Assigned task
Set down all of the records word for word.

Data to examine

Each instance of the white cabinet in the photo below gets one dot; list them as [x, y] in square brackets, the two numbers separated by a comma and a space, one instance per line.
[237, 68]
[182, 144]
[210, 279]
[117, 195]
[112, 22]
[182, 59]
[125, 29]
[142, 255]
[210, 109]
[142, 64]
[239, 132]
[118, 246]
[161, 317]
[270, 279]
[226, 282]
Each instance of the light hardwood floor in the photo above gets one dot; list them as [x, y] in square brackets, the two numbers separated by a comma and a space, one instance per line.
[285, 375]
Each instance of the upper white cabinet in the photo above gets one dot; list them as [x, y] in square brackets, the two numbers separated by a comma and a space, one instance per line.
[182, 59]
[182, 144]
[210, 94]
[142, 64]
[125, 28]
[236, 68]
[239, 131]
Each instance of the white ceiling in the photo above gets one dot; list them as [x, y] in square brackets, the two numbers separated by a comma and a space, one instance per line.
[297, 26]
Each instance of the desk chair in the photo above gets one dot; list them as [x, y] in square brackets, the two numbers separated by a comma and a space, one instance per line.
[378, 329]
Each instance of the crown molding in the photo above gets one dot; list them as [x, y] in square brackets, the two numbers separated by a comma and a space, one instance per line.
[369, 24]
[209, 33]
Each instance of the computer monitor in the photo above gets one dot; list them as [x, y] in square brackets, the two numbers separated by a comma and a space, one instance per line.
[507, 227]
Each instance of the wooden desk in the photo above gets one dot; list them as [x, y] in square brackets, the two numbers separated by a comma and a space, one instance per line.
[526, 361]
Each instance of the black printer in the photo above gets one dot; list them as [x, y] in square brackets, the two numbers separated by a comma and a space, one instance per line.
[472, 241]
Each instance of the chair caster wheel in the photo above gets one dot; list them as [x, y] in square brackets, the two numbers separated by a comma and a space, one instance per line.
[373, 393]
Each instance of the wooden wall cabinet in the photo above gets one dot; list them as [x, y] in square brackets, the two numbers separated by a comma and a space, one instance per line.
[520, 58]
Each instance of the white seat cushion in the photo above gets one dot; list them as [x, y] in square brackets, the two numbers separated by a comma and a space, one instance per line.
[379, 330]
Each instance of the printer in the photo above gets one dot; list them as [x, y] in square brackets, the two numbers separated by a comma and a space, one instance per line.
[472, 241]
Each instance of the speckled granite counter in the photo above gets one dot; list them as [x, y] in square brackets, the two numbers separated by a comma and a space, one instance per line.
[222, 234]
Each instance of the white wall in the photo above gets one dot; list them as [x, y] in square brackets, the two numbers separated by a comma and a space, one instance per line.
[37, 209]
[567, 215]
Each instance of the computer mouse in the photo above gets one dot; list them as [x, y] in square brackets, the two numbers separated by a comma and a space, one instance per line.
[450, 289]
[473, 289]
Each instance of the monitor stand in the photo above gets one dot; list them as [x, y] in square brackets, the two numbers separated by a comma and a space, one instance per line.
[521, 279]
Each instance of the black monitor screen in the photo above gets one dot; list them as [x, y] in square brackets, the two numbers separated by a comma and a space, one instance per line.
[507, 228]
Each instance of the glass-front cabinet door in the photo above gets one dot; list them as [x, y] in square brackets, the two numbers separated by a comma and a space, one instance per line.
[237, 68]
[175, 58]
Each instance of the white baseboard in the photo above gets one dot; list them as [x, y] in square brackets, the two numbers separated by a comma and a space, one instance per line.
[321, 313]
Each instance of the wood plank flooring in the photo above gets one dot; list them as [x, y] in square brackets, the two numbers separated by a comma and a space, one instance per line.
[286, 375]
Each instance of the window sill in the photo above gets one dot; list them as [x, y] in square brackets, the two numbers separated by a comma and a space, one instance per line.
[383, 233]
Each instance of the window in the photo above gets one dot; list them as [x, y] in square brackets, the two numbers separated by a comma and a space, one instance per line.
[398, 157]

Solved problem
Each instance of the white cabinet in the photo below gets one dot; list them as [x, y] in square brackets, the two numbers separated by a comma and a space, one instance per line.
[237, 68]
[182, 144]
[210, 279]
[117, 195]
[112, 22]
[182, 59]
[125, 29]
[142, 255]
[210, 109]
[142, 64]
[239, 132]
[118, 246]
[161, 317]
[270, 279]
[226, 282]
Each instance of the light hardwood floor in the photo above gets one dot; list them as [x, y] in square brackets, the two numbers separated by a comma and a space, one instance per line.
[285, 375]
Each instance of the upper white cabinet in the photo above gets one dot; list them as [x, y] in square brackets, the two numbers separated by a comma and a space, one instance per line.
[182, 59]
[182, 144]
[210, 94]
[142, 64]
[125, 28]
[236, 68]
[239, 131]
Each instance of the white ceiling in the photo above gets one dot; list them as [x, y] in square brackets, the two numbers separated by a comma and a space, one instance per line.
[297, 26]
Each instance of the desk chair in the photo above gets one dot; list them as [x, y] in square brackets, the two numbers separated by a comma and a space, one instance per line.
[378, 329]
Each instance of the crown molding in the photo above gets one dot; list them as [x, y] in square brackets, the two numbers separated by a comma and a space, one instance per line.
[369, 24]
[209, 33]
Each instance of the computer monitor in the photo above gets one dot; list them as [x, y] in square brackets, the two numbers separated by a comma and a space, one instance per line.
[507, 227]
Each instance of the wooden desk in the photo above gets one dot; list them as [x, y] in square brackets, the two numbers separated by a comma and a space, one instance per line.
[526, 361]
Each instance of the black printer in the photo above gets one dot; list them as [x, y] in square brackets, the two numbers separated by a comma and a space, one instance per line.
[472, 241]
Each instance of the chair caster wheel in the photo above gets one dot; list them as [x, y] in square brackets, the two numbers separated by a comma and a space, one instance per line.
[373, 393]
Each instance of the wooden wall cabinet in the photo above gets one dot; list them as [x, y] in square brackets, the two numbers separated by a comma and a space, one instance per line.
[520, 58]
Each instance of the white seat cushion in the photo above gets one dot; list them as [x, y] in square brackets, the two numbers separated by a comma and a space, one instance per line.
[379, 330]
Each instance of the printer in the photo above gets one dot; list them as [x, y] in square brackets, the two numbers separated by a comma and a space, one instance per line.
[472, 241]
Each instance of the speckled granite counter in the photo above gets one dot; list them as [x, y] in square brackets, the two numbers separated by a comma and a space, one instance per line.
[222, 234]
Each instance of the white wall in the photo above gets one dot; list them as [x, y] in square brackets, the two numbers separated by a comma and a space, one instance per line.
[37, 209]
[567, 215]
Each instance of the computer mouse in the photo above gets one dot; list them as [x, y] in square brackets, the two numbers separated by a comma and a space, one instance per line.
[450, 289]
[473, 289]
Each instance of the monitor stand in the photo above gets one dot; list them as [x, y] in square brackets, the two numbers separated by a comma and a space, one instance per line.
[521, 279]
Each instance of the black monitor screen in the photo above gets one dot; list them as [x, y] in square brackets, the two numbers separated by a comma and a space, one instance per line.
[507, 228]
Each instance of the glass-front cabinet door in the photo above gets one dot; list them as [x, y] in square brackets, the two numbers separated by a comma and a space, one instance per line.
[237, 68]
[175, 58]
Each instance of the white baseboard in the photo above gets one dot; list them as [x, y] in square brackets, the two numbers separated by a comma and a space, one instance per line.
[321, 313]
Each instance of the wood plank flooring in the photo above gets one dot; list them as [x, y] in square brackets, the two numbers separated by a comma and a space, one instance per line.
[286, 375]
Each instance of the window sill in the photo above gets one dot; list them as [x, y] in square brackets, the two numbers separated by a comma and a space, one instance per line.
[383, 233]
Each instance of the window in the photo above gets one dot; list them as [x, y] in square brackets, the two numbers separated by a comma and a space, one instance per line.
[398, 157]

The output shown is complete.